→ DIRECTIONS: Please return only the lines from the one holding "Target: blue sky" through the one holding "Target: white window shutter", exactly as they appear in the records below, both ends included.

### SUPPLIED RECORDS

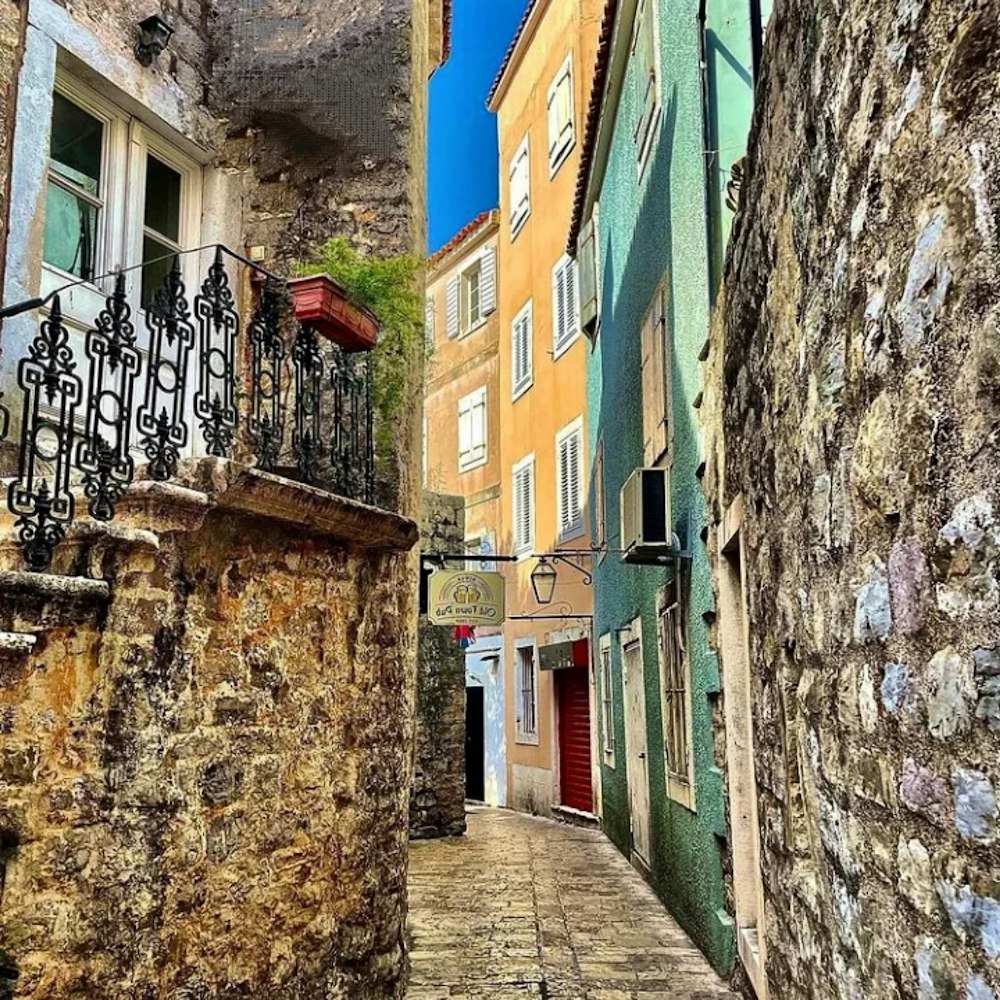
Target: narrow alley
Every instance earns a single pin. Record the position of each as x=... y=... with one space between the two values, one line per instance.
x=527 y=907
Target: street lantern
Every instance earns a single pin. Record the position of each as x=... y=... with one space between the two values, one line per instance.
x=543 y=581
x=154 y=35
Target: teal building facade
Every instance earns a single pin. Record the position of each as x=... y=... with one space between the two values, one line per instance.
x=669 y=117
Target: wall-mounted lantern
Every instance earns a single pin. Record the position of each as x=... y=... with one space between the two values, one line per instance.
x=543 y=581
x=154 y=36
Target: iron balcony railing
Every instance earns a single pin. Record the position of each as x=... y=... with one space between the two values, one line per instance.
x=278 y=396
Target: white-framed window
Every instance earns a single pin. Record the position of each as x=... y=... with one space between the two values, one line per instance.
x=523 y=501
x=565 y=305
x=472 y=432
x=429 y=331
x=675 y=673
x=607 y=700
x=560 y=116
x=600 y=509
x=656 y=380
x=522 y=347
x=471 y=294
x=527 y=691
x=569 y=479
x=520 y=187
x=645 y=56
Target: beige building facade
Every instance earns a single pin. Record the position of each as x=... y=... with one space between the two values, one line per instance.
x=540 y=98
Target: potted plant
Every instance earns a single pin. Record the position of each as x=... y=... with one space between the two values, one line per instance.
x=323 y=304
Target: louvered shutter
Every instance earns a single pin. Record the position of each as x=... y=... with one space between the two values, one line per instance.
x=464 y=433
x=452 y=307
x=488 y=282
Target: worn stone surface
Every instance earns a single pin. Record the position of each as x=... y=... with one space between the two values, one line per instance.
x=868 y=217
x=437 y=798
x=526 y=907
x=204 y=780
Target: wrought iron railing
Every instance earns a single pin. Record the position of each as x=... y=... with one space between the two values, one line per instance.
x=137 y=404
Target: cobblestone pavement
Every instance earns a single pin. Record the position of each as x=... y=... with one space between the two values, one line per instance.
x=524 y=907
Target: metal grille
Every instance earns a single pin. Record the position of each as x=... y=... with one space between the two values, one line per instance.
x=674 y=670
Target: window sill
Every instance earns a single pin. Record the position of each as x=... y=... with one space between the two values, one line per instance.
x=560 y=350
x=576 y=531
x=472 y=466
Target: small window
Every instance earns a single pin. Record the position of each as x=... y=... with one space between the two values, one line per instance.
x=644 y=55
x=429 y=332
x=569 y=480
x=527 y=704
x=560 y=115
x=656 y=378
x=523 y=498
x=674 y=676
x=600 y=512
x=161 y=226
x=521 y=351
x=565 y=306
x=472 y=430
x=607 y=702
x=520 y=188
x=74 y=209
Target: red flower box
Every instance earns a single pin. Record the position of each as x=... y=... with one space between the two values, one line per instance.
x=323 y=304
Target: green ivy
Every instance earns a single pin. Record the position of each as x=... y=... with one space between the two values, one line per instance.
x=388 y=287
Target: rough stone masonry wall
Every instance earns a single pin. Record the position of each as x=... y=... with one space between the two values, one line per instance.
x=859 y=365
x=203 y=778
x=437 y=799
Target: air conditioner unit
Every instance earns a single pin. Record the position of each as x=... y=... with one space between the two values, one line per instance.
x=647 y=534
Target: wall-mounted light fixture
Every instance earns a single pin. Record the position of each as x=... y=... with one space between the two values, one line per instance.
x=154 y=36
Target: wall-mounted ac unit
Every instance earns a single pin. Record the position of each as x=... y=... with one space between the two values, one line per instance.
x=647 y=534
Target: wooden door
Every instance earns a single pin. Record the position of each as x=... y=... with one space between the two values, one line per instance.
x=636 y=755
x=576 y=787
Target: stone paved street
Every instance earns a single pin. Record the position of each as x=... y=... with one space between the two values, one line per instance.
x=524 y=907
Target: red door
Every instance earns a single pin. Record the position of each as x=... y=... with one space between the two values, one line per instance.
x=573 y=694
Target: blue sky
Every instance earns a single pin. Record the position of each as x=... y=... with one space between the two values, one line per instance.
x=462 y=179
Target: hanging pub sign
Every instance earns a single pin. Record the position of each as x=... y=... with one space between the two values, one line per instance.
x=466 y=598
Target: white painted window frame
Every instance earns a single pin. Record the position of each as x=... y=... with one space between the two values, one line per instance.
x=477 y=454
x=521 y=386
x=520 y=206
x=562 y=143
x=566 y=532
x=522 y=735
x=523 y=547
x=607 y=695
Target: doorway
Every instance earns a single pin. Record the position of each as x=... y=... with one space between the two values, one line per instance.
x=636 y=750
x=475 y=744
x=576 y=788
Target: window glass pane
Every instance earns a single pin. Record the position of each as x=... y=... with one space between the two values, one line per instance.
x=154 y=274
x=76 y=145
x=163 y=199
x=70 y=232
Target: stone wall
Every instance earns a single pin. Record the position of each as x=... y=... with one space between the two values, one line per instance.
x=202 y=743
x=854 y=383
x=437 y=799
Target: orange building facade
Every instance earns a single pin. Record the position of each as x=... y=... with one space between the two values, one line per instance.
x=540 y=98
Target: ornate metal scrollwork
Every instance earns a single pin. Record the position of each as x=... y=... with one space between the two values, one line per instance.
x=352 y=447
x=161 y=417
x=267 y=413
x=104 y=454
x=52 y=390
x=214 y=402
x=308 y=385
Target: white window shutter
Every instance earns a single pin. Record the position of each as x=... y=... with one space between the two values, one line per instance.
x=452 y=310
x=488 y=281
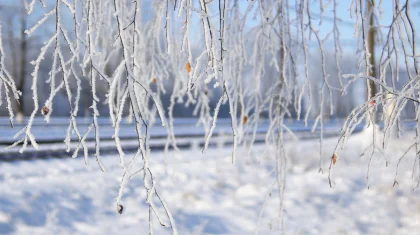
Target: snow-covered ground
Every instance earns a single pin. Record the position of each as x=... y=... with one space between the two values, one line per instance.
x=208 y=195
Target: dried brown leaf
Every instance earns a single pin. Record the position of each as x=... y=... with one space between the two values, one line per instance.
x=334 y=158
x=188 y=67
x=244 y=119
x=45 y=110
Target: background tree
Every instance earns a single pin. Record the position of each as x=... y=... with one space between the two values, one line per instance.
x=222 y=49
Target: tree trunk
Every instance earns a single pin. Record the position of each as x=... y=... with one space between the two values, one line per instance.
x=371 y=88
x=22 y=73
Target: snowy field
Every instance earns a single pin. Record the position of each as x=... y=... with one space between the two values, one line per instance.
x=209 y=195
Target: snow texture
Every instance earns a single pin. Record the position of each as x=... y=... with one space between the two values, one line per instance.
x=208 y=195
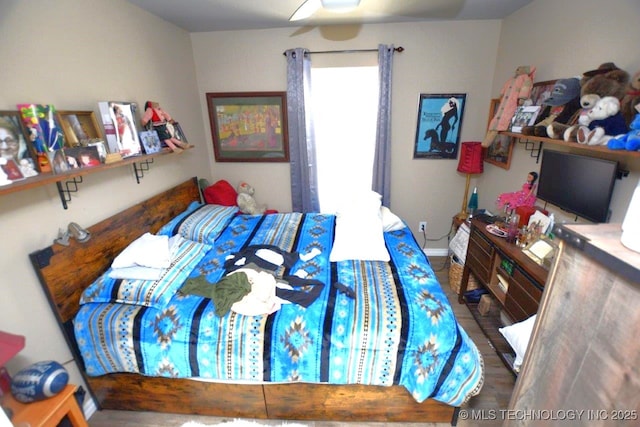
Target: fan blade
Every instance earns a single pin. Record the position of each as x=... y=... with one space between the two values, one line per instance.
x=306 y=9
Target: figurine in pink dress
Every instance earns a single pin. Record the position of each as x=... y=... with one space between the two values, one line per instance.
x=525 y=197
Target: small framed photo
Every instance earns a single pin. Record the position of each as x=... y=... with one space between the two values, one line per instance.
x=150 y=141
x=439 y=125
x=11 y=169
x=524 y=116
x=120 y=122
x=249 y=126
x=82 y=157
x=79 y=127
x=500 y=151
x=15 y=144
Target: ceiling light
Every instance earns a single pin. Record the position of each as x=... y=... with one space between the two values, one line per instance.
x=340 y=5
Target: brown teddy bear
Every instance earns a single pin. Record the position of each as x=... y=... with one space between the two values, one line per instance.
x=606 y=80
x=631 y=99
x=559 y=107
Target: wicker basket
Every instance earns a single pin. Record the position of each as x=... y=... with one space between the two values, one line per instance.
x=455 y=276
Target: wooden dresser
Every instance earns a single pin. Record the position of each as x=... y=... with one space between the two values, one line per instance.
x=584 y=353
x=514 y=280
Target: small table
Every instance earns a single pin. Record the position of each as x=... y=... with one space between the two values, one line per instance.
x=48 y=412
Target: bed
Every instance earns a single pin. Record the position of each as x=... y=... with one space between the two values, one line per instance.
x=377 y=341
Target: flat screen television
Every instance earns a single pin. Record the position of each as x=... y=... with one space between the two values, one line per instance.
x=578 y=184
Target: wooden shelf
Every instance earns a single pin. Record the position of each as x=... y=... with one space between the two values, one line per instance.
x=594 y=148
x=140 y=165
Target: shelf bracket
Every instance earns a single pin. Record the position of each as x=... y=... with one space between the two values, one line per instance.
x=140 y=169
x=531 y=147
x=70 y=186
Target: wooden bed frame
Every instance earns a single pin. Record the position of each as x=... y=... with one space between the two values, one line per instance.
x=64 y=272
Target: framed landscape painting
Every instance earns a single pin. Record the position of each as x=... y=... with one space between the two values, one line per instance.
x=249 y=126
x=439 y=125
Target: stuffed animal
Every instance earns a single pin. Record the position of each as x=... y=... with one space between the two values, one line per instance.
x=246 y=202
x=513 y=93
x=606 y=80
x=605 y=122
x=559 y=107
x=629 y=141
x=631 y=99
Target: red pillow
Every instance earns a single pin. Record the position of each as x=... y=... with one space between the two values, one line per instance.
x=220 y=193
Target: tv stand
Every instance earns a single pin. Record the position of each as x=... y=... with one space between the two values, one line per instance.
x=514 y=280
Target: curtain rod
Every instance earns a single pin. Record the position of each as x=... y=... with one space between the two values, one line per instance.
x=396 y=49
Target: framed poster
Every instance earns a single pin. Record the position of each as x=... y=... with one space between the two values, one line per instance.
x=500 y=151
x=439 y=125
x=249 y=126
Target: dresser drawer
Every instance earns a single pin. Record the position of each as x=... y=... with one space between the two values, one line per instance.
x=523 y=296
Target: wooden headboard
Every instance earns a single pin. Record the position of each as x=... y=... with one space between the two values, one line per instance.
x=65 y=271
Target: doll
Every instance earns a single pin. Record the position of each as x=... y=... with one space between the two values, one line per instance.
x=513 y=94
x=163 y=124
x=525 y=197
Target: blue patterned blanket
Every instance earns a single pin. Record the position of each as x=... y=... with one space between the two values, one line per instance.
x=399 y=329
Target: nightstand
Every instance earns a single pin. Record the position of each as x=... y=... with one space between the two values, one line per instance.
x=49 y=412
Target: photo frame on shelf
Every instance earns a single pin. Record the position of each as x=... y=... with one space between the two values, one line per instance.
x=249 y=126
x=80 y=127
x=524 y=116
x=439 y=125
x=150 y=141
x=15 y=143
x=541 y=91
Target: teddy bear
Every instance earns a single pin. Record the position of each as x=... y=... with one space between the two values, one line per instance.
x=605 y=122
x=631 y=99
x=246 y=202
x=606 y=80
x=559 y=107
x=629 y=141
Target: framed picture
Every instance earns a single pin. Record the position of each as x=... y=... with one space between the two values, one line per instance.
x=14 y=143
x=150 y=141
x=79 y=127
x=11 y=169
x=82 y=157
x=119 y=119
x=439 y=125
x=541 y=91
x=249 y=126
x=42 y=126
x=500 y=151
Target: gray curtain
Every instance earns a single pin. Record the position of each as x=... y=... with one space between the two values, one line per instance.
x=302 y=154
x=382 y=159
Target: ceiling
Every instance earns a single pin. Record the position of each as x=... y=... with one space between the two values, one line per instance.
x=223 y=15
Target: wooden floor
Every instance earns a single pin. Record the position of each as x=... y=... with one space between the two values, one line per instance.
x=485 y=407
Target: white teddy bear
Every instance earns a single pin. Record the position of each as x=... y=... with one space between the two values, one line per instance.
x=246 y=202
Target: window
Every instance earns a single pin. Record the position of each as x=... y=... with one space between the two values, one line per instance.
x=344 y=108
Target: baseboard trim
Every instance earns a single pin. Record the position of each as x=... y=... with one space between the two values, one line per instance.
x=436 y=252
x=89 y=407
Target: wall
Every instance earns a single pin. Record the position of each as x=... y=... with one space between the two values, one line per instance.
x=439 y=57
x=564 y=39
x=72 y=54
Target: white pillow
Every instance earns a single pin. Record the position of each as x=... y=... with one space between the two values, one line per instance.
x=147 y=250
x=359 y=233
x=518 y=335
x=390 y=221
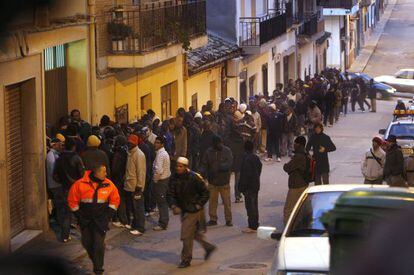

######

→ ANSWER TO THIS PROBLEM:
Target: blue sky
Every instance earns a single pin. Record the position of each as x=... y=... with one space between the two values, one line per instance.
x=462 y=179
Target: hanging pub sign
Every instance earns a single pin. Record the position of each as x=... y=... with one space between the two values, one line per instance.
x=466 y=598
Target: white painted window frame
Every instance earns a single pin. Record the position of each as x=... y=... with one space between the two values, one line per instance.
x=477 y=454
x=521 y=386
x=520 y=206
x=562 y=143
x=566 y=532
x=522 y=735
x=523 y=547
x=607 y=695
Target: doorway
Every instance earns a single pin. Record the position of each as x=... y=... with one space between the two values, one line per instance.
x=636 y=750
x=475 y=744
x=576 y=788
Target: window glass pane
Every instance earns a single pin. Record the position of each as x=... y=... with one space between the two values, one line per instance.
x=154 y=274
x=76 y=145
x=163 y=199
x=70 y=232
Target: stone wall
Every instance earns a single pin. Record the position of each as x=... y=... with one space between the two values, one line per instance.
x=202 y=743
x=854 y=383
x=437 y=799
Target: orange building facade
Every instance earns a single pin. Record the position of each as x=... y=... with one space between the two values, one line per instance.
x=540 y=98
Target: ornate metal scrollwork
Every instance earns a single pin. Record the position of each as x=... y=... with one space between the two values, one line per instance.
x=352 y=447
x=161 y=417
x=267 y=413
x=104 y=454
x=52 y=390
x=214 y=402
x=308 y=385
Target: white window shutter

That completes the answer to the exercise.